*** EXERCISE INPUTS ***

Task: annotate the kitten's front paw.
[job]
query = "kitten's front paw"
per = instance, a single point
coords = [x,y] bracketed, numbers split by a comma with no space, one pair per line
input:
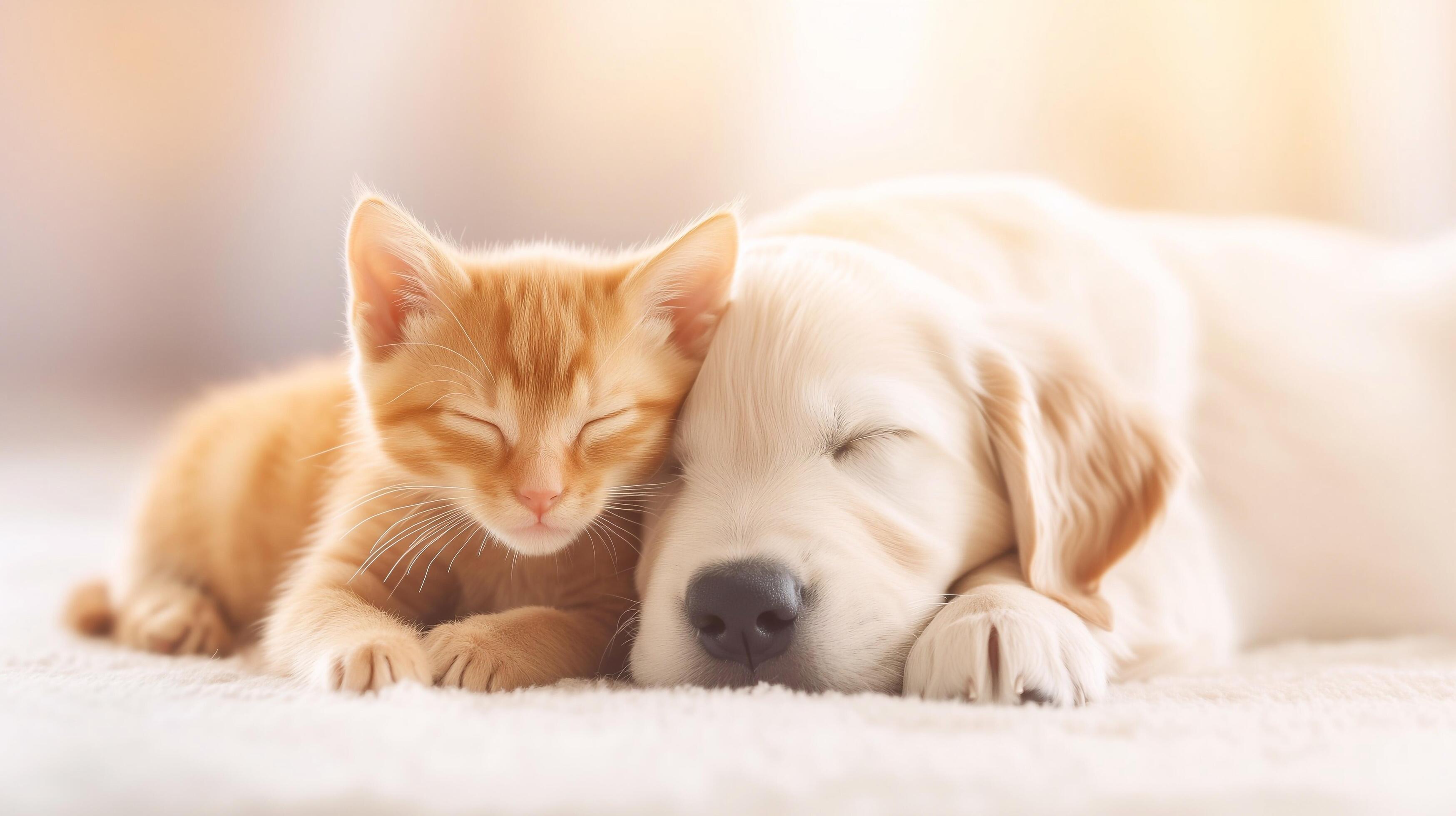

***

◆ ASSIGNMENT ◆
Your answer must be an exact copy of every entry, with no pictures in it.

◆ TASK OUTPUT ◆
Task: annotate the kitten's front paw.
[job]
query = "kitten's front paw"
per = instance, a single point
coords = [x,y] bracketed, numbers split by a comma with no space, one pair per line
input:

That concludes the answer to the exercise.